§ **Excerpt to read**:
Servo v. Juninger et al
Filing
70
OPINION AND ORDER: Upon review, I agree with Judge Papaks recommendation, and I ADOPT the F&R 67 as my own opinion. Signed on 8/6/14 by Judge Michael W. Mosman. (dls)
IN THE UNITED STATES DISTRICT COURT
FOR THE DISTRICT OF OREGON
PORTLAND DIVISION
JASON SERVO,
No. 3:13-cv-00702-PK
Plaintiff,
OPINION AND ORDER
v.
CHIEF CRAIG JUNGINGER, CAPT. DALE
CUMMINS, and CITY OF GRESHAM,
Defendants.
MOSMAN, J.,
On June 25, 2014, Magistrate Judge Papak issued his Findings and Recommendation
(“F&R”) [67] in the above-captioned case, recommending that Defendants’ motion for summary
judgment be granted. Neither party objected.
DISCUSSION
The magistrate judge makes only recommendations to the court, to which any party may
file written objections. I am not bound by the recommendations of the magistrate judge; instead,
I retain responsibility for making the final determination. I am required to review de novo those
portions of the report or any specified findings or recommendations within it to which an
objection is made. 28 U.S.C. § 636(b)(1). However, I am not required to review, de novo or
under any other standard, the factual or legal conclusions of the magistrate judge as to those
portions of the F&R to which no objections are addressed. See Thomas v. Arn, 474 U.S. 140,
1 – OPINION AND ORDER
149 (1985); United States v. Reyna-Tapia, 328 F.3d 1114, 1121 (9th Cir. 2003). While the level
of scrutiny under which I am required to review the F&R depends on whether objections have
been filed, in either case I am free to accept, reject, or modify any part of the F&R. 28 U.S.C.

§ **Written instruction 1**:
How would you say this sentence from the opinion and order in Spanish: "I am not bound by the recommendations of the magistrate judge; instead, I retain responsibility for making the final determination."
§ **Written instruction 2**:
Who are all the defendants named in the caption of the opinion and order?
§ **Written instruction 3**:
Return the stretch of the opinion and order from "Servo v. Juninger" through "W. Mosman. (dls)".
The listing has no connection to the opinion and order.

§ **Source excerpt**:

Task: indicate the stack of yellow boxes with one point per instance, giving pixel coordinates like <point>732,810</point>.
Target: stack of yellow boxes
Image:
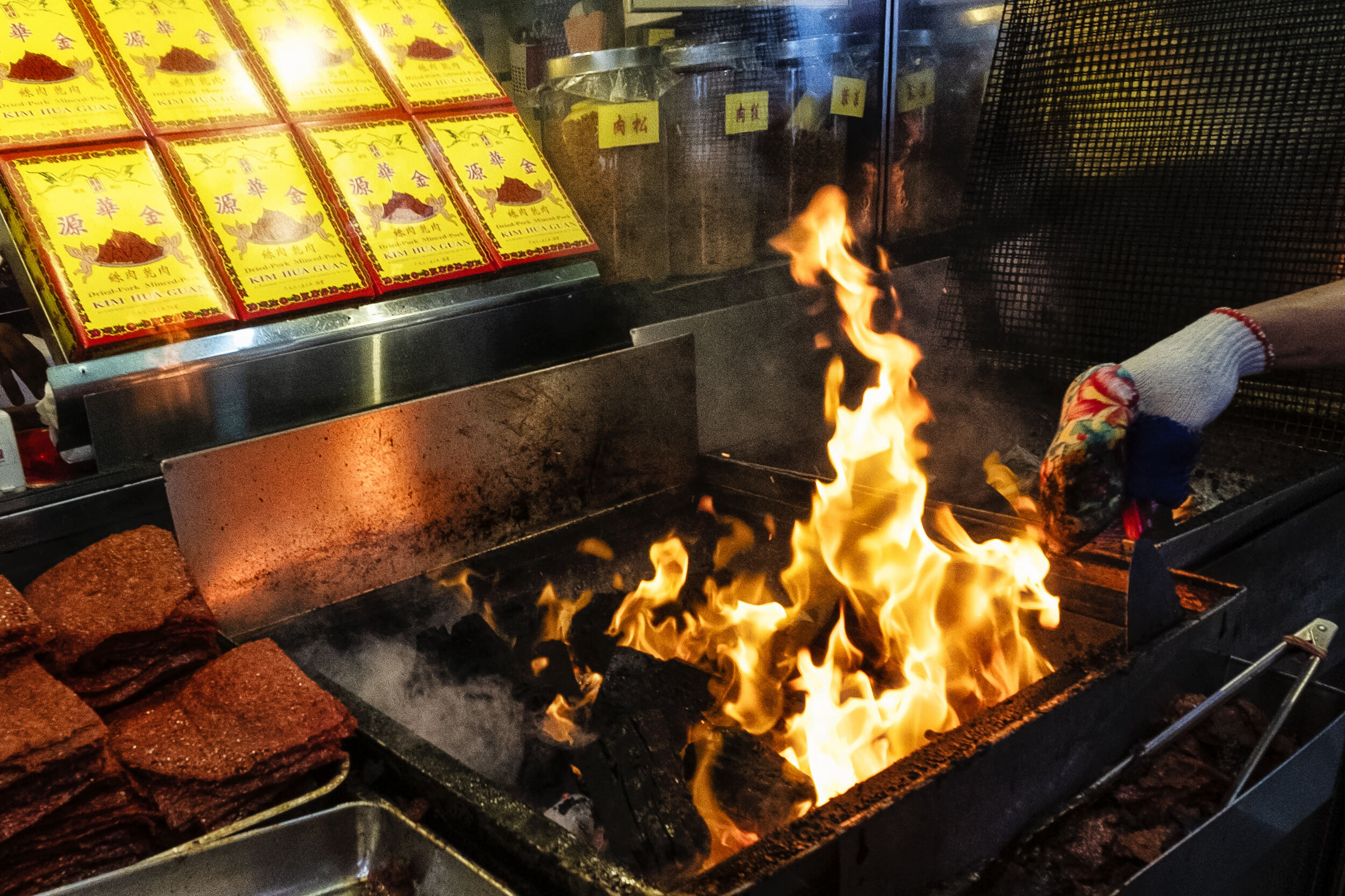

§ **Written answer 1**:
No estoy obligado por las recomendaciones del juez magistrado; en cambio, conservo la responsabilidad de tomar la determinación final.

§ **Written answer 2**:
Chief Craig Junginger
Capt. Dale Cummins
City of Gresham

§ **Written answer 3**:
Servo v. Juninger et al
Filing
70
OPINION AND ORDER: Upon review, I agree with Judge Papaks recommendation, and I ADOPT the F&R 67 as my own opinion. Signed on 8/6/14 by Judge Michael W. Mosman. (dls)